WHAT NEEDS TO BE DONE:
Go over the material below and report every line that contains the word "along".

SUPPLIED RECORDS:
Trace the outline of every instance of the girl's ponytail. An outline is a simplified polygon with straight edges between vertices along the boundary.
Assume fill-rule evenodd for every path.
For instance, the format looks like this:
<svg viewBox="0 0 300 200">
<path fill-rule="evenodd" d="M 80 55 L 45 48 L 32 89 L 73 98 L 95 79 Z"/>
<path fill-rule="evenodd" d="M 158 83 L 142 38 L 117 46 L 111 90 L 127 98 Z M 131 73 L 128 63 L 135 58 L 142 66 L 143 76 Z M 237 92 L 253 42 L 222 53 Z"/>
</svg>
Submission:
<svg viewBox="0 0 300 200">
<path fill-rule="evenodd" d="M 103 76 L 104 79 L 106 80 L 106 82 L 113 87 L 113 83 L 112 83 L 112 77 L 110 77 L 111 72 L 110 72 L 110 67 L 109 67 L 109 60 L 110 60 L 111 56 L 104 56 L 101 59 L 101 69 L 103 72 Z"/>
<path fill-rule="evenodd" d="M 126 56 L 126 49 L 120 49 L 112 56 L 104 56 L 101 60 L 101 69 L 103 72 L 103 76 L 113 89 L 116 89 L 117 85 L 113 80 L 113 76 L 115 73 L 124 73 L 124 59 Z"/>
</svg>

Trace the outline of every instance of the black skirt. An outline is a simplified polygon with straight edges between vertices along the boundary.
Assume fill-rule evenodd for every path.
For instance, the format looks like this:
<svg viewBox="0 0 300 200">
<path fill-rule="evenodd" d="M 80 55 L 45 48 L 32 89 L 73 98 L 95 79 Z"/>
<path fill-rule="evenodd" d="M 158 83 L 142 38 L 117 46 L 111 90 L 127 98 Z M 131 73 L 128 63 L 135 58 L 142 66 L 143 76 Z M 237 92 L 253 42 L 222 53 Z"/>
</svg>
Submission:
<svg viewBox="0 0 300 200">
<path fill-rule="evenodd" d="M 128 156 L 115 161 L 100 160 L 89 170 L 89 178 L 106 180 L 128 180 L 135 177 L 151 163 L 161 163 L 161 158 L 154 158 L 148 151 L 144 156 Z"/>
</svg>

RESULT BELOW:
Trace the outline of every instance of the girl's ponytail. An outline is a simplified polygon with straight edges between vertices along the boundary.
Trace the outline of every instance of the black skirt. An outline is a simplified polygon with straight edges between vertices along the boundary.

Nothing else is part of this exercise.